5 Kommentare zu "Warum wir eine andere Armee brauchen"

  1. Lieber Matthias (rede dich per du an, obwohl wir uns nicht kennen, noch nie begegnet sind – spielt aber keine Rolle, finde ich!),
    Das ist einer deiner allerbesten Beiträge, die ich bis dato gelesen habe! Chappeau. Gratuliere! Und sehr wahrscheinlich auch der Tatsache geschuldet, das Harari ein paar gute Gedanken in unser „System“ hat einfliessen lassen.
    Freue mich auf Weiteres.
    und beste Grüsse
    Gino
    Hans Gino Suter-Mösch
    Bluemetweg 4
    5073 Gipf-Oberfrick
    079 624 15 90

  2. Mitte Oktober war ich im nahen Schwarzwald zu Fuss im Gebiet vom Feldberg unterwegs. Von oben sind viele Hektaren braungelb verdorrte Tannenwälder zu sehen. Sie werden absterben. Das Bild einer Option, die ich diese Woche auch in Linz im Kopf hatte, wo ich als Gast aus der Schweiz zu einem ErasmusPlus-Symposium zu Widersprüchen und Wandlungen bei Beteiligungsprozessen eingeladen war. Ein Fazit: Die Mehrheit der Bevölkerung und die von ihnen gewählten Politikerinnen und Politiker wollen nicht wissen, dass die Erde mit der Mentalität «Immer-noch-mehr-bis-zum-Geht-nicht-mehr» an die Wand gefahren wird. Da nur eine Minderheit zu einem tiefgreifenden Gegenverhalten bereit ist und es auch tut, wird die Wahrscheinlichkeit immer grösser, dass es in 5 bis 15 Jahren weltweit zu einem Zusammenbruch kommen muss. Er wird nicht nur Gletscher, Meere und Wälder, sondern beispielsweise auch die Wirtschaft erfassen. Weil ihr die Resilienz und die Ressourcen fehlen werden. Was dann sein wird, ist offen. Anstatt lukrativ das Elend zu verwalten, engagiere ich mich mit andern zusammen für achtsam innovative Projekte: für Erfahrungen, die geeignet sein können, die Zukunft danach zu gestalten.

▶ DATENZEILEN:
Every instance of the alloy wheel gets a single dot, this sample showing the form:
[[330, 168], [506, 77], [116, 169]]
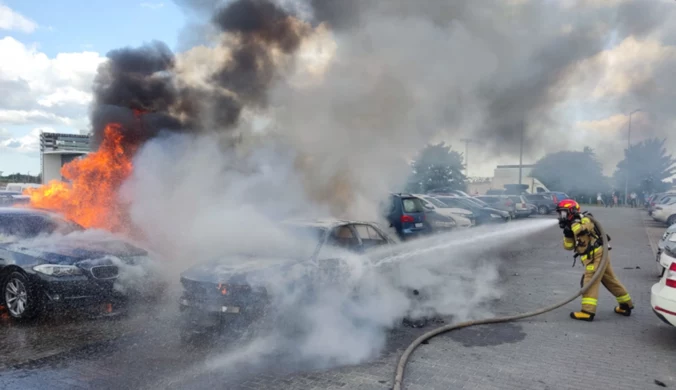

▶ ZU ERLEDIGENDE AUFGABE:
Beantworten Sie anhand des angezeigten Textes die folgenden Fragen:
(a) Wer hat laut dem ersten Kommentar gute Gedanken in „unser ‚System‘“ einfließen lassen?
(b) In welchem Gebiet fand laut dem zweiten Kommentar die Wanderung Mitte Oktober statt?
(c) In welchem Zeitraum wird laut dem zweiten Kommentar ein weltweiter Zusammenbruch immer wahrscheinlicher?

▶ ENDERGEBNIS:
(a) Harari
(b) Im nahen Schwarzwald, im Gebiet vom Feldberg
(c) In 5 bis 15 Jahren